RAW RECORDS
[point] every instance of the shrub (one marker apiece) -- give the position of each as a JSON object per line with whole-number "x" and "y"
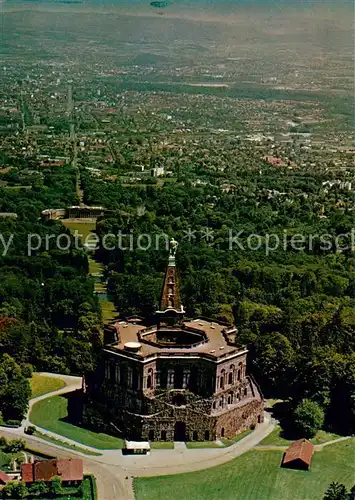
{"x": 15, "y": 446}
{"x": 31, "y": 429}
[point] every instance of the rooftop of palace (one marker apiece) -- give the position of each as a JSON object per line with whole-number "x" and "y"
{"x": 194, "y": 338}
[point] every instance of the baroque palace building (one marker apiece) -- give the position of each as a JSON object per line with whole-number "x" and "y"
{"x": 175, "y": 380}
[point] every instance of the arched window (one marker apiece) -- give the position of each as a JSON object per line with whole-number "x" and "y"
{"x": 150, "y": 379}
{"x": 129, "y": 376}
{"x": 221, "y": 380}
{"x": 118, "y": 374}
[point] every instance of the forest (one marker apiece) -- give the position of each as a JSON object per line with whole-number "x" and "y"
{"x": 294, "y": 309}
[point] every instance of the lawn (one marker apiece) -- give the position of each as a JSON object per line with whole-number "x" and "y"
{"x": 202, "y": 444}
{"x": 51, "y": 414}
{"x": 108, "y": 309}
{"x": 229, "y": 442}
{"x": 256, "y": 475}
{"x": 41, "y": 384}
{"x": 161, "y": 445}
{"x": 58, "y": 442}
{"x": 276, "y": 439}
{"x": 83, "y": 228}
{"x": 95, "y": 267}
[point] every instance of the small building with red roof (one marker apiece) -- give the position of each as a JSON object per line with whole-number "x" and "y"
{"x": 70, "y": 471}
{"x": 4, "y": 479}
{"x": 298, "y": 455}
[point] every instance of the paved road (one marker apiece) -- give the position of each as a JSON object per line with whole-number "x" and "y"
{"x": 114, "y": 471}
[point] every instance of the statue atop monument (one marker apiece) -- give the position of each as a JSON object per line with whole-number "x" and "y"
{"x": 173, "y": 244}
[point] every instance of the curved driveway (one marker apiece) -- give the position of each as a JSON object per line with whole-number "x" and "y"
{"x": 114, "y": 471}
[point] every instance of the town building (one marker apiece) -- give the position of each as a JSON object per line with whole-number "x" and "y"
{"x": 175, "y": 380}
{"x": 4, "y": 479}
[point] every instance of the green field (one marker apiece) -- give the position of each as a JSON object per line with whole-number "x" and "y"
{"x": 162, "y": 445}
{"x": 51, "y": 413}
{"x": 58, "y": 442}
{"x": 108, "y": 309}
{"x": 229, "y": 442}
{"x": 202, "y": 444}
{"x": 256, "y": 475}
{"x": 276, "y": 439}
{"x": 41, "y": 384}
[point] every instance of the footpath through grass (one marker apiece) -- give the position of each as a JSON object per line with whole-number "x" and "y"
{"x": 256, "y": 475}
{"x": 52, "y": 414}
{"x": 41, "y": 384}
{"x": 275, "y": 438}
{"x": 58, "y": 442}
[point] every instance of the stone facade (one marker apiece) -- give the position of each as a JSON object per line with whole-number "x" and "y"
{"x": 177, "y": 380}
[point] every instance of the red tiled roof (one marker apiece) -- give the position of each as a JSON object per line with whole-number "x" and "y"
{"x": 70, "y": 470}
{"x": 27, "y": 473}
{"x": 45, "y": 470}
{"x": 4, "y": 478}
{"x": 299, "y": 450}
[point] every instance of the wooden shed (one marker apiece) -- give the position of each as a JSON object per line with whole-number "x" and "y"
{"x": 298, "y": 455}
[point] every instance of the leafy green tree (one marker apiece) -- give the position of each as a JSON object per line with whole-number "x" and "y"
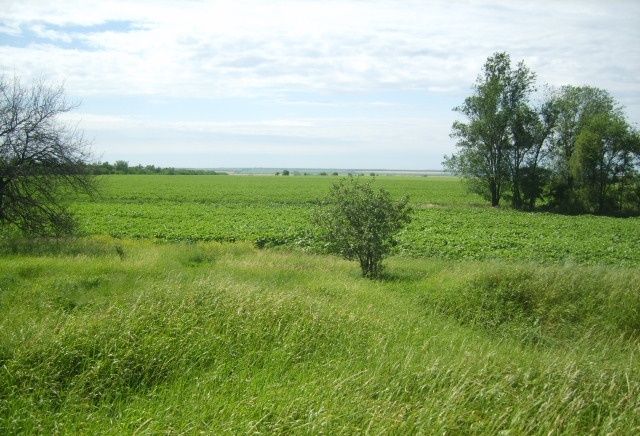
{"x": 359, "y": 222}
{"x": 574, "y": 107}
{"x": 42, "y": 159}
{"x": 486, "y": 155}
{"x": 602, "y": 163}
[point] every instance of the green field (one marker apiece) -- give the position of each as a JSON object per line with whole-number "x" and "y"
{"x": 166, "y": 318}
{"x": 449, "y": 223}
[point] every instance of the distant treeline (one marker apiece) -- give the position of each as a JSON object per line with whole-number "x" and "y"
{"x": 122, "y": 167}
{"x": 571, "y": 151}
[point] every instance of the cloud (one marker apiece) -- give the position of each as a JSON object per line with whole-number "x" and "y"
{"x": 249, "y": 47}
{"x": 296, "y": 56}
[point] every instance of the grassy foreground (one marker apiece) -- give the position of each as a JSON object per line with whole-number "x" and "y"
{"x": 106, "y": 336}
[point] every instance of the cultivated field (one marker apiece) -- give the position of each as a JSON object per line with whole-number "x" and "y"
{"x": 449, "y": 223}
{"x": 487, "y": 320}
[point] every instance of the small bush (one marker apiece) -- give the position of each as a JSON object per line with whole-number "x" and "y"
{"x": 359, "y": 222}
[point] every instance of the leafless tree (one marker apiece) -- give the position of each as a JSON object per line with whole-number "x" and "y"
{"x": 42, "y": 158}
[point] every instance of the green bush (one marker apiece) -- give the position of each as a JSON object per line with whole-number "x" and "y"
{"x": 359, "y": 222}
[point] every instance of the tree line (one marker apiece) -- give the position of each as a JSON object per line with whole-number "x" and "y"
{"x": 572, "y": 150}
{"x": 123, "y": 167}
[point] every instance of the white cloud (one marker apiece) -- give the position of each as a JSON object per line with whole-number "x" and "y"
{"x": 249, "y": 47}
{"x": 298, "y": 51}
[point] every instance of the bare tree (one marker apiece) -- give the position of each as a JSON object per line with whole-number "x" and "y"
{"x": 42, "y": 158}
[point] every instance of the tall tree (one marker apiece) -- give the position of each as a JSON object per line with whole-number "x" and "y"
{"x": 500, "y": 133}
{"x": 602, "y": 163}
{"x": 42, "y": 159}
{"x": 574, "y": 107}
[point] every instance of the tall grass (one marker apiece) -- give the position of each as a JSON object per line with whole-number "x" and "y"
{"x": 229, "y": 339}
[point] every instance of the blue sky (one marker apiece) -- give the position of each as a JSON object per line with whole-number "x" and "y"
{"x": 340, "y": 84}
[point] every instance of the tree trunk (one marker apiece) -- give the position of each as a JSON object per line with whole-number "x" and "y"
{"x": 516, "y": 200}
{"x": 495, "y": 196}
{"x": 3, "y": 184}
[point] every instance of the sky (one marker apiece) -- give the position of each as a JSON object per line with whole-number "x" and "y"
{"x": 302, "y": 84}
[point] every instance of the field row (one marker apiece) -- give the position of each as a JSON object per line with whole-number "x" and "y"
{"x": 273, "y": 211}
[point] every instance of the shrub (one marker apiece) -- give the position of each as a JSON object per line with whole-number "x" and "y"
{"x": 359, "y": 222}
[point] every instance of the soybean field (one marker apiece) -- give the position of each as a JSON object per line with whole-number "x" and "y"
{"x": 449, "y": 222}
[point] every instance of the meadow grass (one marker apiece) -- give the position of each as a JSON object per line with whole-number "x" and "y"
{"x": 117, "y": 336}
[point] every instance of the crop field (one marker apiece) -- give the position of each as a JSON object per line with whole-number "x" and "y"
{"x": 448, "y": 222}
{"x": 169, "y": 317}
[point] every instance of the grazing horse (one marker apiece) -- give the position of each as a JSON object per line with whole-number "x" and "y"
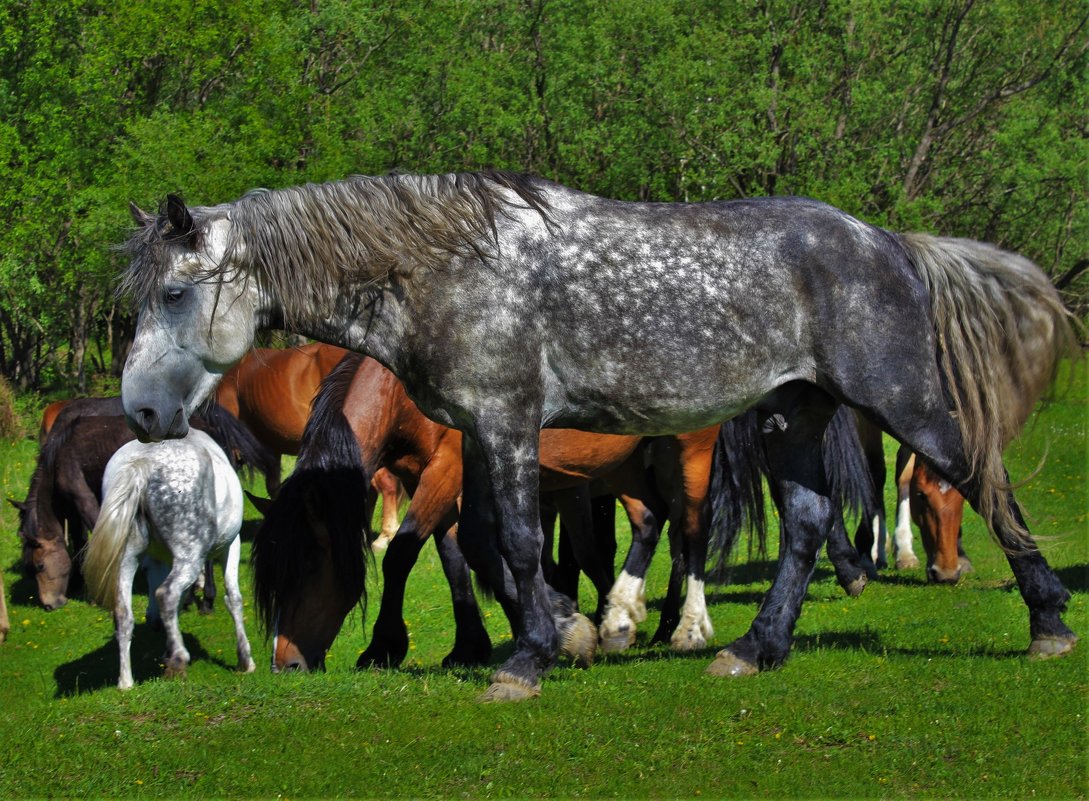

TASK
Please identify each line in the data above that contains the word "tall", and copy those lines in full.

RESPONSE
[point] every instance of the tall tree (one marker apiece) -- give the position of each as a JSON object per line with whole-number "x" and "y"
[point] every instance of the tall grass (one marker apiece) -- give the position of each as a JSON object per line with whole-number "x" and "y"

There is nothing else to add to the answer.